Lay out every line of the records below as a JSON list of strings, one string per line, leaving out blank lines.
--- EXERCISE INPUT Enclosed Below ---
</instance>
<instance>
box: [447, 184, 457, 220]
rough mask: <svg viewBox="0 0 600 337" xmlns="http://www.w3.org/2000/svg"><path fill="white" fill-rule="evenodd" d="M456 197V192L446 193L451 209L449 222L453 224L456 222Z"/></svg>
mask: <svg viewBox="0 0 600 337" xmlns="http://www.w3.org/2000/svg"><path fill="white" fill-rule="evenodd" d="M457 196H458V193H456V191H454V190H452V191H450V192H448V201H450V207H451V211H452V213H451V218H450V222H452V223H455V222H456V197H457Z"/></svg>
--- End of Enclosed EXERCISE INPUT ---
=== RESPONSE AREA ===
[
  "</instance>",
  "<instance>",
  "box: [447, 184, 457, 220]",
  "rough mask: <svg viewBox=\"0 0 600 337\" xmlns=\"http://www.w3.org/2000/svg\"><path fill=\"white\" fill-rule=\"evenodd\" d=\"M456 197V192L446 193L451 209L449 222L453 224L456 222Z\"/></svg>",
  "mask: <svg viewBox=\"0 0 600 337\" xmlns=\"http://www.w3.org/2000/svg\"><path fill=\"white\" fill-rule=\"evenodd\" d=\"M457 196H458V193H456V191H454V190H452V191H450V192H448V201H450V207H451V211H452V213H451V218H450V222H452V223H455V222H456V197H457Z\"/></svg>"
]